The committee announced it was launching an inquiry and that its swimmers would be penalised if found guilty.

China had already been shamed at the Perth championship with the discovery of 13 vials of human growth hormone in the baggage of breaststroker Yuan Yuan at Sydney Airport.

Yuan was suspended by FINA for four years while her coach Zhou Zhewen, who admitted to Australian Customs to packing the vacuum flask containing the vials in the bag, was banned for up to 15 years.

Even if "the situation is serious . . . nothing has proved" that the trainers had given the substances to the swimmers," Tu said.

China lacked the necessary means to fight drug abuse and had to work "hand in hand" with the international community to "wipe out this phenomenon.

"We have just imported two machines to carry out drug tests. Last year, 3,540 tests were carried out in China, but the method used was a little out of date.

PROBLEM A ▸
Update the swimming doping text between "The committee announced" and "at Sydney Airport.", inclusive, replacing "inquiry" with "investigation".
PROBLEM B ▸
According to the swimming doping text, how many drug tests were carried out in China last year?
These entries are separate material, unrelated to the text above.

Pointing entries ▸

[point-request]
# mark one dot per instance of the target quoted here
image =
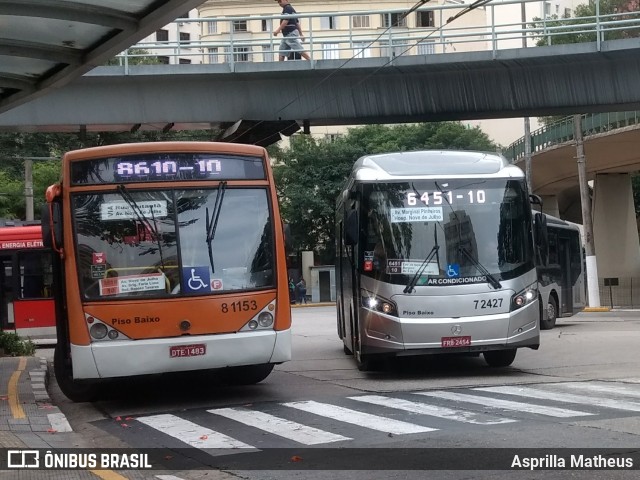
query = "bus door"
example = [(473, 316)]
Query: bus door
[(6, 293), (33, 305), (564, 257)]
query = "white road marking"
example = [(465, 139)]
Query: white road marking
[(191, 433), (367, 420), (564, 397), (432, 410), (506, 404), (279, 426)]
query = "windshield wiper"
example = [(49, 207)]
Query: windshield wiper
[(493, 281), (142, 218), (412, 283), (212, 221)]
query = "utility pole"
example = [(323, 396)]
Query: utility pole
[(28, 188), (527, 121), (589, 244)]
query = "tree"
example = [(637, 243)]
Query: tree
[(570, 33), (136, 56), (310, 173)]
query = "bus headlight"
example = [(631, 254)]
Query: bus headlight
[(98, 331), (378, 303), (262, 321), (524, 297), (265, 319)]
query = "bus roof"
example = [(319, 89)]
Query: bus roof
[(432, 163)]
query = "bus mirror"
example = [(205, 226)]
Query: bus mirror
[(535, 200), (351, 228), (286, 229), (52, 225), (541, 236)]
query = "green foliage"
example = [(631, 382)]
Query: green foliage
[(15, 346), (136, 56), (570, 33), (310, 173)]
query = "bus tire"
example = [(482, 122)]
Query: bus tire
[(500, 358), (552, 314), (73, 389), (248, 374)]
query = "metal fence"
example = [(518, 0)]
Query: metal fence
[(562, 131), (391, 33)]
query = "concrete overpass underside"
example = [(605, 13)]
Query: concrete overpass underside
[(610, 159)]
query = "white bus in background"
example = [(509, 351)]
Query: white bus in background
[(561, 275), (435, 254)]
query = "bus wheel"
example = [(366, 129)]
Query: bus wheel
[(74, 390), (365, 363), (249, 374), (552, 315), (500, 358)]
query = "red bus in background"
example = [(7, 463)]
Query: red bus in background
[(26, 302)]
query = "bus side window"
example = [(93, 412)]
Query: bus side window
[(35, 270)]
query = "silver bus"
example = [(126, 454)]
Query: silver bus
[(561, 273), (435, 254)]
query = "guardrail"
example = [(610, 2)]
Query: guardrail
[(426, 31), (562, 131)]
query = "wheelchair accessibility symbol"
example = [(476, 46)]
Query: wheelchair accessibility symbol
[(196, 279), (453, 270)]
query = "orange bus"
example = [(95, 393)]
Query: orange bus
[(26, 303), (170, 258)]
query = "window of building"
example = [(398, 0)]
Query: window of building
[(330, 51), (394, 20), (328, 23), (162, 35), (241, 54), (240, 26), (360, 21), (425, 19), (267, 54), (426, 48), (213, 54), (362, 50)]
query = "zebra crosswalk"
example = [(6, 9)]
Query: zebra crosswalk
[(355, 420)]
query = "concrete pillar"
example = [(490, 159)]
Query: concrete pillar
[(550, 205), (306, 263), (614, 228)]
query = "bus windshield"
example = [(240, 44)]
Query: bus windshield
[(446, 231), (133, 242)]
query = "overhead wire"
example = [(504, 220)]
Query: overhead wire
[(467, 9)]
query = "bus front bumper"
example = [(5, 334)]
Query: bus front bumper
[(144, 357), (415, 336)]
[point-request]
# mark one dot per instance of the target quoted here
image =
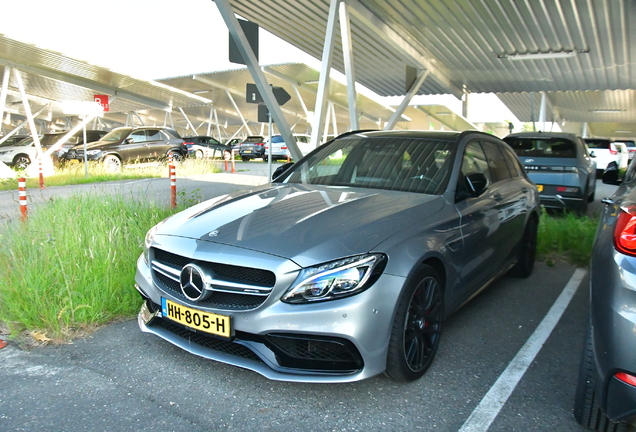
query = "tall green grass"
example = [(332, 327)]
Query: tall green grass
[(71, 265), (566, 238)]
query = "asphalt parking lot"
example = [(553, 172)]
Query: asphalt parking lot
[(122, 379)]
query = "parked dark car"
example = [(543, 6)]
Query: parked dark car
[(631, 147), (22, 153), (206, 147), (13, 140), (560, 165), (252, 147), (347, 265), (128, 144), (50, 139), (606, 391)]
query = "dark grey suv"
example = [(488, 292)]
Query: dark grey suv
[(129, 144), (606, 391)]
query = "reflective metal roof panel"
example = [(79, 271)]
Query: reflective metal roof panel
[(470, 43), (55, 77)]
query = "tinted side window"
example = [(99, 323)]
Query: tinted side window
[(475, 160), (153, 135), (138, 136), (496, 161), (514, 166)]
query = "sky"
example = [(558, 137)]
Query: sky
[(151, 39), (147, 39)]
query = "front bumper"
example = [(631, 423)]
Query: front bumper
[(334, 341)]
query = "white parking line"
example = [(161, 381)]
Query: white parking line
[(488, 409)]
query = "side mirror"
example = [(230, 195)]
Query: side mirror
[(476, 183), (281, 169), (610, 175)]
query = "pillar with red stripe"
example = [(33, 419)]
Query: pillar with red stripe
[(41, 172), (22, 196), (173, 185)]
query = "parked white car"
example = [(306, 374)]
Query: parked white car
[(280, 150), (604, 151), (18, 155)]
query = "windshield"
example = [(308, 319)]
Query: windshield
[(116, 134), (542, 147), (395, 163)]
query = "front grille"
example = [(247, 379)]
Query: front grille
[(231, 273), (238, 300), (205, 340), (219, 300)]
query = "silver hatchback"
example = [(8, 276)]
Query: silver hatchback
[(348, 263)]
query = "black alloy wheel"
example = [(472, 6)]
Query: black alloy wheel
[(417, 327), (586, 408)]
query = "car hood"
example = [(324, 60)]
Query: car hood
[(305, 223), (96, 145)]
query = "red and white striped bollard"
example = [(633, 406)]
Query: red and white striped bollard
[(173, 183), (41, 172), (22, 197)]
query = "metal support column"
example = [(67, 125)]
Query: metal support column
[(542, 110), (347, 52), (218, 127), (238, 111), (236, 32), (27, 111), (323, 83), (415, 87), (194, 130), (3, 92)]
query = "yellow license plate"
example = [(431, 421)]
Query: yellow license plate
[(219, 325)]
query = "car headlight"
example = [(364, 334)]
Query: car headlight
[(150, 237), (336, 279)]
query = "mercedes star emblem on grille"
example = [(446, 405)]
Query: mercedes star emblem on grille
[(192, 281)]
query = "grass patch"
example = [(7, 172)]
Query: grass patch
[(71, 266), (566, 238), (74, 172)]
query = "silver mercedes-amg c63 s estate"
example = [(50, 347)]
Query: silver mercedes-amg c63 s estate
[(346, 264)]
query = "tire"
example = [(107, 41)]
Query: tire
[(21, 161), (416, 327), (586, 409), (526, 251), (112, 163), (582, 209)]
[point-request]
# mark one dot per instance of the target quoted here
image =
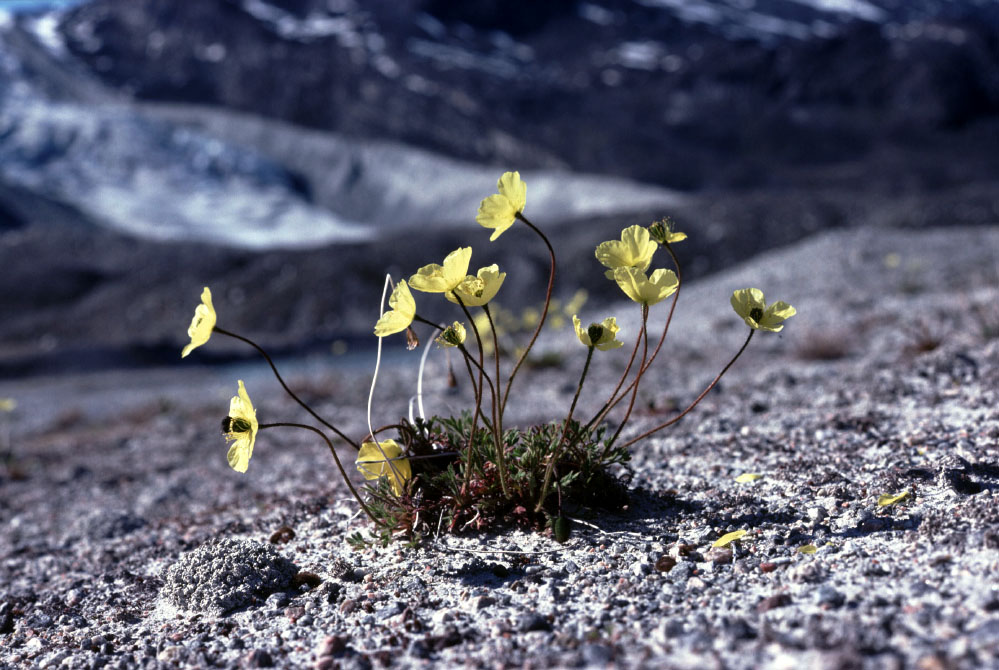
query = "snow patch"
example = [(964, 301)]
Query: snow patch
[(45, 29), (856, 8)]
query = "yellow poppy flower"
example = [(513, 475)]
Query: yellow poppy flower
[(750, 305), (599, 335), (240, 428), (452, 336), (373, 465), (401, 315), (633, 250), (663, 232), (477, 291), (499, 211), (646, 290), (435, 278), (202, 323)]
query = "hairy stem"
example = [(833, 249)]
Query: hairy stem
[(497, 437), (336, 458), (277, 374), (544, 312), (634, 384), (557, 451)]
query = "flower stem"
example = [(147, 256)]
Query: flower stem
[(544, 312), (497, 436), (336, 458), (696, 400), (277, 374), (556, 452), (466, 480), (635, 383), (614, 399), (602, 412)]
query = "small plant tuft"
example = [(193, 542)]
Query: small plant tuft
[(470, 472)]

--

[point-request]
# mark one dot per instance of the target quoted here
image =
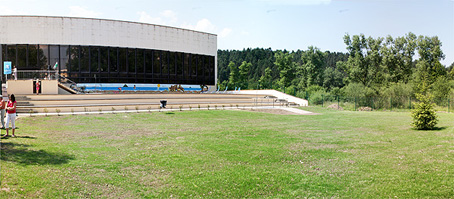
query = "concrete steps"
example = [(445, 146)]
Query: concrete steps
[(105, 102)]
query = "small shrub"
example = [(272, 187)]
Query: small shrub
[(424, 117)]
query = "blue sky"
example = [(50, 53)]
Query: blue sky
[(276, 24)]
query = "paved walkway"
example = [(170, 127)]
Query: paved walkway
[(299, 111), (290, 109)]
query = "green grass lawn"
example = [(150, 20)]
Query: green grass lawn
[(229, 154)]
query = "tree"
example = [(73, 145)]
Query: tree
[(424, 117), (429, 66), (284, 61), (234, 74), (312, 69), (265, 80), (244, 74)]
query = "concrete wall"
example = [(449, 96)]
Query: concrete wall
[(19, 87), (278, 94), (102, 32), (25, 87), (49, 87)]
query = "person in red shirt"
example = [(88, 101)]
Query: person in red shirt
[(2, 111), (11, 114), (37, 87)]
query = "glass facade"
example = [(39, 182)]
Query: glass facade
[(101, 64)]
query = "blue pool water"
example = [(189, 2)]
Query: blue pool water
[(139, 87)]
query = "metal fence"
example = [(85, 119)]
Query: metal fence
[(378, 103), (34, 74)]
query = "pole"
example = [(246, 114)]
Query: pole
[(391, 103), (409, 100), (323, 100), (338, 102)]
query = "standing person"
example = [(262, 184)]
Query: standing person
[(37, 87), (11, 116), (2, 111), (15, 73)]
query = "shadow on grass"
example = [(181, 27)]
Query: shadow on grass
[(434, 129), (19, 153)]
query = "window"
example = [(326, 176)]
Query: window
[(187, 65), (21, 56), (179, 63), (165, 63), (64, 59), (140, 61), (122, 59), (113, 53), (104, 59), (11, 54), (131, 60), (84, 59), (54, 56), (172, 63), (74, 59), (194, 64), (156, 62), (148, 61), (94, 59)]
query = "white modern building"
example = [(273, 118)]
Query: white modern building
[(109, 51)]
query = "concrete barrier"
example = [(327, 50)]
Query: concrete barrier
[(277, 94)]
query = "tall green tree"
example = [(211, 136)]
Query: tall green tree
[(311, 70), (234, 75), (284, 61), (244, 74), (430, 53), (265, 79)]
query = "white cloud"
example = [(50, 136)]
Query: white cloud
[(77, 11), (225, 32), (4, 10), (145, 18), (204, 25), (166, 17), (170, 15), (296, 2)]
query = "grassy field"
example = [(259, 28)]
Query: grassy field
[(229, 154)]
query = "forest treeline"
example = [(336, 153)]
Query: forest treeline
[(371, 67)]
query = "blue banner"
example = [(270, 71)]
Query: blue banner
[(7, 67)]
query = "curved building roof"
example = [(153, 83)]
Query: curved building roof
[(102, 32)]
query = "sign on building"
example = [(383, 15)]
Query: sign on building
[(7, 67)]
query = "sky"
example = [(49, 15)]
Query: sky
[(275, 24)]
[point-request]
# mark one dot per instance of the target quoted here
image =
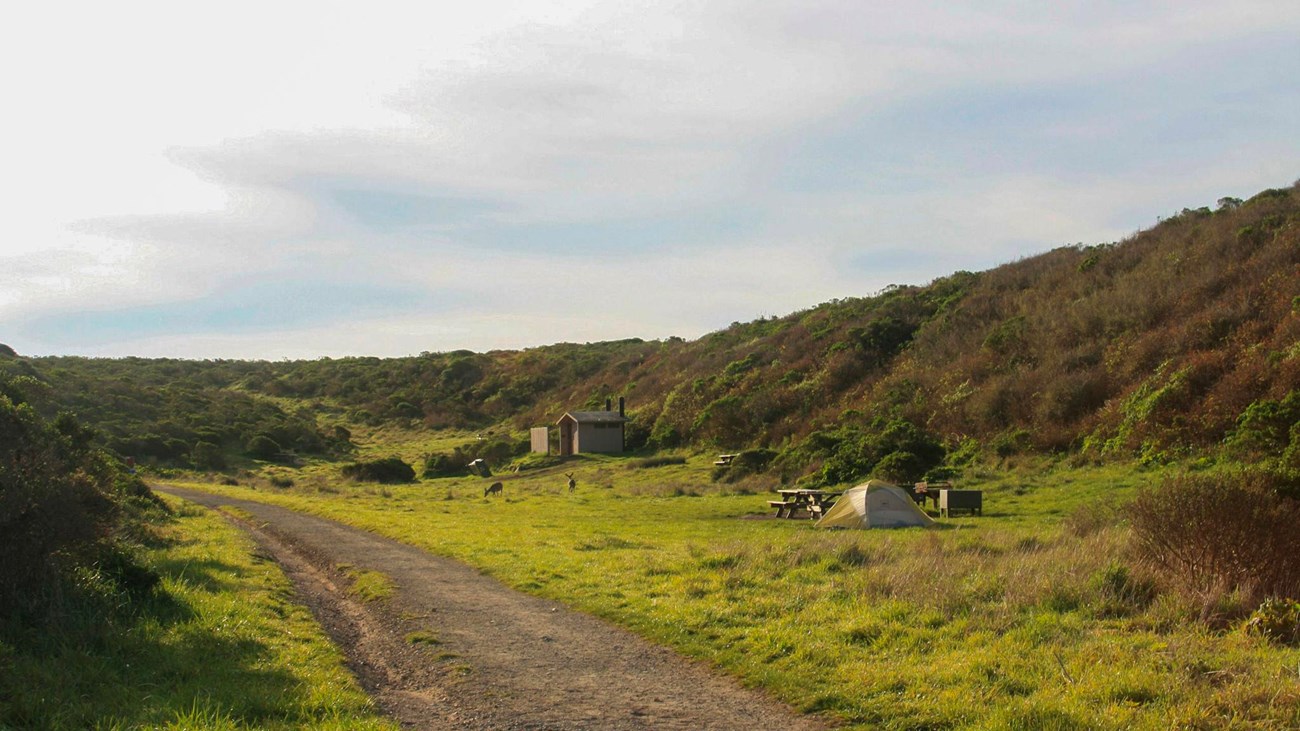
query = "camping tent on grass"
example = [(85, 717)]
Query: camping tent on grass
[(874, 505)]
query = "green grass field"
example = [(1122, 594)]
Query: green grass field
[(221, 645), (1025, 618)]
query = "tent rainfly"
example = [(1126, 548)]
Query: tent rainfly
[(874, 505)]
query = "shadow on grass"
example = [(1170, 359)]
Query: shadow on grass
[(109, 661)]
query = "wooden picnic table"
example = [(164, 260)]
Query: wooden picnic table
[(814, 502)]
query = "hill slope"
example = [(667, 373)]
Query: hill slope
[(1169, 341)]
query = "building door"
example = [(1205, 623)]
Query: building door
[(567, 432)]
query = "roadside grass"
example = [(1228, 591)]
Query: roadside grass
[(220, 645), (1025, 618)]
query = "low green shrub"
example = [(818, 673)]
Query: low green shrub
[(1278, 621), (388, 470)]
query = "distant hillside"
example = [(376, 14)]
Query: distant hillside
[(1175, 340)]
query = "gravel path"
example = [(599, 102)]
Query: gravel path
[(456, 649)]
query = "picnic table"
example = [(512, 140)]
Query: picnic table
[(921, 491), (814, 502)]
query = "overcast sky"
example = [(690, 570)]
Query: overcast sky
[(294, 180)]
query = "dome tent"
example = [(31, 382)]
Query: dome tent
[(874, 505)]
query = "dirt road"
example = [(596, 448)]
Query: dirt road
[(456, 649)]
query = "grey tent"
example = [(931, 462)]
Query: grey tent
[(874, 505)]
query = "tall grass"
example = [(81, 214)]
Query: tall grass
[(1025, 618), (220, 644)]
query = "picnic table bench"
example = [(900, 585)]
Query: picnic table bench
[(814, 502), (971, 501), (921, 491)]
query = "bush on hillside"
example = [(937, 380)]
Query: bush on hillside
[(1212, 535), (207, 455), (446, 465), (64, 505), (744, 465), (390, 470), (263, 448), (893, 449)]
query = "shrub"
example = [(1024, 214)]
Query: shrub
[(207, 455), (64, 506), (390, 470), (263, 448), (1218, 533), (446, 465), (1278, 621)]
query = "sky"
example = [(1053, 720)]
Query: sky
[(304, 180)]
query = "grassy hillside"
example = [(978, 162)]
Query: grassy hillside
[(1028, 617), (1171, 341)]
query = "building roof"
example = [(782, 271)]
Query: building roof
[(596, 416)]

==

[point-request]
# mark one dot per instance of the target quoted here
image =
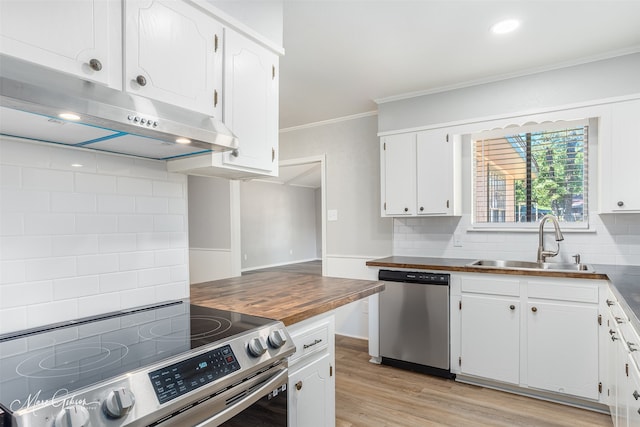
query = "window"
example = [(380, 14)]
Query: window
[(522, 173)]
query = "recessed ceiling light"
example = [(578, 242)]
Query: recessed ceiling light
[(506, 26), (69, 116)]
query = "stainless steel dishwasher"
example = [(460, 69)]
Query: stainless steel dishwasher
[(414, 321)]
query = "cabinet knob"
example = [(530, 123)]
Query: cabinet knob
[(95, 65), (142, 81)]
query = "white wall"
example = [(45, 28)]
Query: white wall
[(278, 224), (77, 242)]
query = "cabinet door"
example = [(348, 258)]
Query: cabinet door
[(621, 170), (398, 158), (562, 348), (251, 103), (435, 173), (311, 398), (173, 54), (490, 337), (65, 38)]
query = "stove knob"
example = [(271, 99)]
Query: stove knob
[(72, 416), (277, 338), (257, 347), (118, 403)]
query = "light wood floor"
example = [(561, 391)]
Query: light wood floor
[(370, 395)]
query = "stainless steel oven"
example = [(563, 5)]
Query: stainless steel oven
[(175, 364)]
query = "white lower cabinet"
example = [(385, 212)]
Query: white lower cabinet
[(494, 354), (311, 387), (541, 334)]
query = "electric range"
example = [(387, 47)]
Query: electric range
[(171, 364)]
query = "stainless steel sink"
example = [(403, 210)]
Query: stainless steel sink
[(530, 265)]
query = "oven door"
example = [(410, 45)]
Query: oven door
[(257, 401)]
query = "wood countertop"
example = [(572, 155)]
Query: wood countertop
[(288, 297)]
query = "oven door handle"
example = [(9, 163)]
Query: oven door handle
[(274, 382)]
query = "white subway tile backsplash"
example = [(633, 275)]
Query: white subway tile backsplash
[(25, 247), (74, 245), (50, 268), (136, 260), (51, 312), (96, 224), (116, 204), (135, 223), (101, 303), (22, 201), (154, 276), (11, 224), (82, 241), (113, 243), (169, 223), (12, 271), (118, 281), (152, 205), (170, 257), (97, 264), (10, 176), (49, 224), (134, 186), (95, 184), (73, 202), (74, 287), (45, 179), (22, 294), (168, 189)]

FULL ANSWER A ▸
The committee announced it was launching an investigation and that its swimmers would be penalised if found guilty.

China had already been shamed at the Perth championship with the discovery of 13 vials of human growth hormone in the baggage of breaststroker Yuan Yuan at Sydney Airport.

FULL ANSWER B ▸
3,540